Kutipan ▸

FK-KMK UGM Angkat Pentingnya One Health dan Tata Kelola Kolaboratif untuk Respons Pandemi

FK-KMK UGM. Fakultas Kedokteran, Kesehatan Masyarakat, dan Keperawatan Universitas Gadjah Mada (FK-KMK UGM) menyelenggarakan Special Event Symposium on Multilateral Financing: Pandemic Preparedness and Response di awal juli. Simposium ini menghadirkan sejumlah pembicara kunci dari berbagai lembaga internasional yang membahas pentingnya penguatan sistem kesehatan global melalui pembiayaan multilateral, tata kelola yang adaptif, serta kolaborasi lintas sektor untuk menghadapi ancaman pandemi di masa depan.

Simposium dibuka oleh Dr. Scott Morris, Wakil Presiden Asian Development Bank (ADB), yang menekankan bahwa sistem kesehatan perlu dikuatkan secara berkelanjutan, termasuk investasi pada logistik vaksin, sistem rantai dingin, serta digitalisasi layanan kesehatan. Menurutnya, kesiapsiagaan pandemi harus dilandasi pada inovasi yang berkelanjutan, kolaborasi antarnegara, dan mekanisme pembiayaan inklusif agar negara berpenghasilan rendah tidak tertinggal dalam menghadapi krisis kesehatan.

Keynote speech disampaikan oleh Dr. Soumya Swaminathan, mantan peneliti senior WHO, yang menyoroti ketimpangan akses vaksin global dan perlunya pendekatan lintas sektor berbasis One Health. Ia juga memaparkan pilar-pilar utama dari kerangka kerja Pandemic Preparedness and Emergency Response (PPER), termasuk tata kelola, sistem peringatan dini, kemitraan, dan komunikasi risiko yang efektif.

Item dalam kumpulan data ▸
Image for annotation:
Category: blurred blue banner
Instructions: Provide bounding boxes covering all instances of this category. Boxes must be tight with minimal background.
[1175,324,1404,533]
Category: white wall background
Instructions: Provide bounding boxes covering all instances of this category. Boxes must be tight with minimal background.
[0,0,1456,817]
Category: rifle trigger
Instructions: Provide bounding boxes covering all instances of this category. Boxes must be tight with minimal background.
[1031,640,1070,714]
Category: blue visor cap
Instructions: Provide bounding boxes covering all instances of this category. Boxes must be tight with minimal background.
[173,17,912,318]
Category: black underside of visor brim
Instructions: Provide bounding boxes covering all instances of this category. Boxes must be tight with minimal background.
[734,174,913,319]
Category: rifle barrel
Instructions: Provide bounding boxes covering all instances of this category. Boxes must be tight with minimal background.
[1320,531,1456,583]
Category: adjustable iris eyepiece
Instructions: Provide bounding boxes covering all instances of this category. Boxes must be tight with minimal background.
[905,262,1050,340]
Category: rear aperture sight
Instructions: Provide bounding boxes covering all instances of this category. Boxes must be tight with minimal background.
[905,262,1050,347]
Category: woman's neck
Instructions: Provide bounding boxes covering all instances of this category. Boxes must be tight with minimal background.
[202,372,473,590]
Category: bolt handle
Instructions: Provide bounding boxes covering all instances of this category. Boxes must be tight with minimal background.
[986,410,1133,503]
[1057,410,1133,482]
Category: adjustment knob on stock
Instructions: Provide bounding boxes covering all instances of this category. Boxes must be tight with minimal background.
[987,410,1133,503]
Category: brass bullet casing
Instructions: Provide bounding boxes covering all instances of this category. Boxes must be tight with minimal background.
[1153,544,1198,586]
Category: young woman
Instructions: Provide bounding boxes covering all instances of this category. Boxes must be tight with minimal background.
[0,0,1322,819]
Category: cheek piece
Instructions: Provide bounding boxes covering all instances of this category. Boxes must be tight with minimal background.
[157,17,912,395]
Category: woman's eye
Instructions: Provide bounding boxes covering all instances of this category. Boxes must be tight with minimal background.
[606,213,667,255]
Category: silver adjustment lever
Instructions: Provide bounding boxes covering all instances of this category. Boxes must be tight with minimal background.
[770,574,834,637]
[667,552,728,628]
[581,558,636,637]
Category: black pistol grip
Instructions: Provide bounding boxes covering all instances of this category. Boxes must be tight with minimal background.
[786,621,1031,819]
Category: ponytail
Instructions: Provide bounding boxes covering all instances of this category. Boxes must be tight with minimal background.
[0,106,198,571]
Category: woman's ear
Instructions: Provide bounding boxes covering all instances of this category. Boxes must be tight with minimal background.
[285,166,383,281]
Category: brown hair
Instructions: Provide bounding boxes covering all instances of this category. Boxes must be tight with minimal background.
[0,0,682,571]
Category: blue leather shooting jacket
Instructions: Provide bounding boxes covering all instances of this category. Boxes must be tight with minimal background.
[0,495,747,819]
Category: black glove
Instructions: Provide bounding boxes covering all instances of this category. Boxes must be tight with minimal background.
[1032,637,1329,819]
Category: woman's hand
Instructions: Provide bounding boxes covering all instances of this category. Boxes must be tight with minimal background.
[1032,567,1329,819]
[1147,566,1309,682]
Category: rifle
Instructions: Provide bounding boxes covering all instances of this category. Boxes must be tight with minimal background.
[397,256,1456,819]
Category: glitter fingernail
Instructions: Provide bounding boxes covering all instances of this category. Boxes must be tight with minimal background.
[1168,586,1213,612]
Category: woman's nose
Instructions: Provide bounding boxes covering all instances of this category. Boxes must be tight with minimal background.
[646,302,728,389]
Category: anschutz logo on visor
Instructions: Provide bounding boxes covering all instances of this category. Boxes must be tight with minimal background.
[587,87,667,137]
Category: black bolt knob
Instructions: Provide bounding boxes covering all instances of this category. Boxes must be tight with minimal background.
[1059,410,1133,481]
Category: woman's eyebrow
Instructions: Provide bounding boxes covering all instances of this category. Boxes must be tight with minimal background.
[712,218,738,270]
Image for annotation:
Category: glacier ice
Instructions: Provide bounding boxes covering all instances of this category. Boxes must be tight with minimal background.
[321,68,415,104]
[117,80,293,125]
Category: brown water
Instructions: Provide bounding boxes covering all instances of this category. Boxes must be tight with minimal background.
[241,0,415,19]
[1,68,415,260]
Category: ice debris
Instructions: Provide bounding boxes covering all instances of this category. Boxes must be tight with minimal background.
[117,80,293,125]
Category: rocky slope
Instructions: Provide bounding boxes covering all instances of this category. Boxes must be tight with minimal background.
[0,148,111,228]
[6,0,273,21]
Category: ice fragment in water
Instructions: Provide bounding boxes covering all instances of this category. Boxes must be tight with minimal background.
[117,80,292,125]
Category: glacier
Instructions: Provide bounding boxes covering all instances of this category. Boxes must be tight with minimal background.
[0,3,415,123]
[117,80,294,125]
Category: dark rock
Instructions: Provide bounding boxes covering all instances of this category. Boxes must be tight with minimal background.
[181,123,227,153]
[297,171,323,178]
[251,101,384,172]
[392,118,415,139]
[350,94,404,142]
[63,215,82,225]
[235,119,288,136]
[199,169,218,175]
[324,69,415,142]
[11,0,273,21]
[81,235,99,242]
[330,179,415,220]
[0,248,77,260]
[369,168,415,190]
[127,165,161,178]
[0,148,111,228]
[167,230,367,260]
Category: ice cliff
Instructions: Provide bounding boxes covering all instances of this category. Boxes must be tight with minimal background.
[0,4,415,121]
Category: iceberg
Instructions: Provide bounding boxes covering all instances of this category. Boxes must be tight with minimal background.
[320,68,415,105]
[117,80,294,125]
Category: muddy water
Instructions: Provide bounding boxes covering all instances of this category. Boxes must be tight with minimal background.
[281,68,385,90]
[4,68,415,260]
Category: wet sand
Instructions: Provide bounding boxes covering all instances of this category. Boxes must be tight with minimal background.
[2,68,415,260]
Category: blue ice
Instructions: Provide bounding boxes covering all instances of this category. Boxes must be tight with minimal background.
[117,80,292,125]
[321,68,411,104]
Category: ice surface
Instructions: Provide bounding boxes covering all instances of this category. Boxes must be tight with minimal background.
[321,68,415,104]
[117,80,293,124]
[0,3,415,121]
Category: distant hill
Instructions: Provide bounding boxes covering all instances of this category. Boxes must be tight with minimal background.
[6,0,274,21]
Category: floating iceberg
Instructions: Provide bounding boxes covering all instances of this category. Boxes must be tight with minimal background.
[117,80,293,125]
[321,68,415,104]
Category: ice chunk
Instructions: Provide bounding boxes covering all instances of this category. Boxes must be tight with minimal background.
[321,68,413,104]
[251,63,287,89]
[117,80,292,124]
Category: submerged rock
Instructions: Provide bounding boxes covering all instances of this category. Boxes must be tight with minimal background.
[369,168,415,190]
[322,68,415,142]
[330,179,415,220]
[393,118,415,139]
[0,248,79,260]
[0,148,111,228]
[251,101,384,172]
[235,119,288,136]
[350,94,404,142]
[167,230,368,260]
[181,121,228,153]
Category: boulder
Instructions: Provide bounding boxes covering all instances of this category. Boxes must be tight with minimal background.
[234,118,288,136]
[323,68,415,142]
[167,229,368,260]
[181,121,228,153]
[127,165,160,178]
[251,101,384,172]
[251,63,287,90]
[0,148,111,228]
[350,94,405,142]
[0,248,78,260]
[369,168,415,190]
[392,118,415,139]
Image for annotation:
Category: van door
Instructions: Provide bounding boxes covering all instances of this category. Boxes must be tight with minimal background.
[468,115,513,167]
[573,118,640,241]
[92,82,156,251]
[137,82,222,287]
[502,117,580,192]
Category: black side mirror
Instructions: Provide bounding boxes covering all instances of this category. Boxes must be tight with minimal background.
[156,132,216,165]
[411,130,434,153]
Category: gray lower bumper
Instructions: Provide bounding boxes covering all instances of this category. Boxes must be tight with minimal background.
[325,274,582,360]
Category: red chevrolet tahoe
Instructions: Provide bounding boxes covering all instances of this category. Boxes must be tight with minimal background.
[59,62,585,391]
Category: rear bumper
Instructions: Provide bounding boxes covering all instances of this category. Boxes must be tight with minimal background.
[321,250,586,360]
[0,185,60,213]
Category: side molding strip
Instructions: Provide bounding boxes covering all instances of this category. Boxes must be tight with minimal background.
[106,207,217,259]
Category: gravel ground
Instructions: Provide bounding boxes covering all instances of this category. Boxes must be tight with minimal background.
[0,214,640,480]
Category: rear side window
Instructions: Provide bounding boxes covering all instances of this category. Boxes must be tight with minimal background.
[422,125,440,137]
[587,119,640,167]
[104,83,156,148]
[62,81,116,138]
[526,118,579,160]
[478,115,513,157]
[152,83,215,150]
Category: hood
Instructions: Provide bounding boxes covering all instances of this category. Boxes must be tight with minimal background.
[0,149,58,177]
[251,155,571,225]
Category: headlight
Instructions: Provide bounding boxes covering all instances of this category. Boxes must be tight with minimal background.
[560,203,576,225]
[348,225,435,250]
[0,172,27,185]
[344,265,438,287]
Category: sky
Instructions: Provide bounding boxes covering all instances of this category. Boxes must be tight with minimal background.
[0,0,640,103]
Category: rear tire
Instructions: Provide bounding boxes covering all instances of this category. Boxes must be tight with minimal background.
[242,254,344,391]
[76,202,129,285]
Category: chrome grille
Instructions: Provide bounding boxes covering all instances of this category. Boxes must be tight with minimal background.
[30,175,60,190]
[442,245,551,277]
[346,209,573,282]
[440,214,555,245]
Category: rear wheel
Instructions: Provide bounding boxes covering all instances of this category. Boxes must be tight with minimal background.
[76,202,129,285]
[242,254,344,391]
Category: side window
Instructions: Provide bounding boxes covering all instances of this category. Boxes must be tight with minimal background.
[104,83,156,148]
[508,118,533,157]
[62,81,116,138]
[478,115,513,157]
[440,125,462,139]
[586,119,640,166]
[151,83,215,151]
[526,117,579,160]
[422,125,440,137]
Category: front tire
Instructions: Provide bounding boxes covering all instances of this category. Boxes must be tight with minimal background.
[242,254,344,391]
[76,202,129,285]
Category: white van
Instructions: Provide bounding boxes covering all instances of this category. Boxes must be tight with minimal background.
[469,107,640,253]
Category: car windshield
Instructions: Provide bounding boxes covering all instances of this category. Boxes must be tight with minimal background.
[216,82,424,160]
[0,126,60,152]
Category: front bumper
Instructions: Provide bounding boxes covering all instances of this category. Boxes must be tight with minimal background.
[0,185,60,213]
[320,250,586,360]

Tujuan Tugas ▸
Tulis kembali bagian kutipan tentang simposium, dimulai dari kata-kata yang memuat "FK-KMK UGM. Fakultas" dan berhenti setelah "di masa depan.", dengan mengganti sebutan "pembiayaan multilateral" menjadi "pendanaan multilateral". Item-item di atas tidak diperlukan untuk mengerjakan latihan ini.

Hasil Latihan ▸
FK-KMK UGM. Fakultas Kedokteran, Kesehatan Masyarakat, dan Keperawatan Universitas Gadjah Mada (FK-KMK UGM) menyelenggarakan Special Event Symposium on Multilateral Financing: Pandemic Preparedness and Response di awal juli. Simposium ini menghadirkan sejumlah pembicara kunci dari berbagai lembaga internasional yang membahas pentingnya penguatan sistem kesehatan global melalui pendanaan multilateral, tata kelola yang adaptif, serta kolaborasi lintas sektor untuk menghadapi ancaman pandemi di masa depan.